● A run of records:
+++

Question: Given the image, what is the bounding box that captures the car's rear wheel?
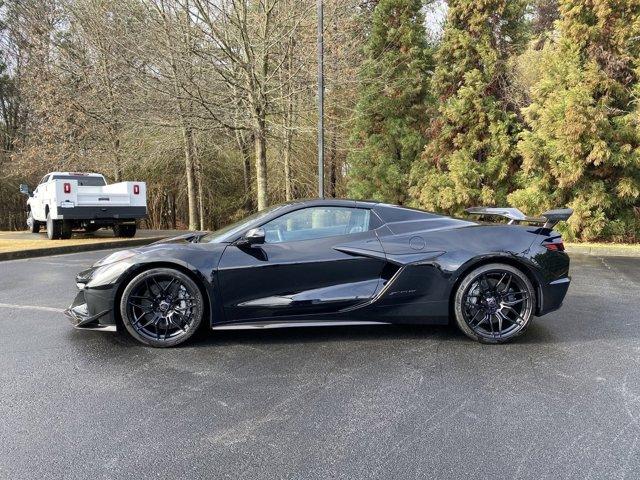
[454,263,535,343]
[47,212,62,240]
[113,223,136,238]
[60,220,73,240]
[27,210,40,233]
[120,268,204,347]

+++

● AIM: Write out these lines again with "rear wheel" replaced by "front wheel" and everything else left as it is. Omit the pictures from your answer.

● RESULT OF THE EXERCISE:
Question: Given the image, what is the bounding box that captures the car's front wheel?
[454,263,535,343]
[47,212,62,240]
[113,223,136,238]
[60,220,73,240]
[27,210,40,233]
[120,268,204,347]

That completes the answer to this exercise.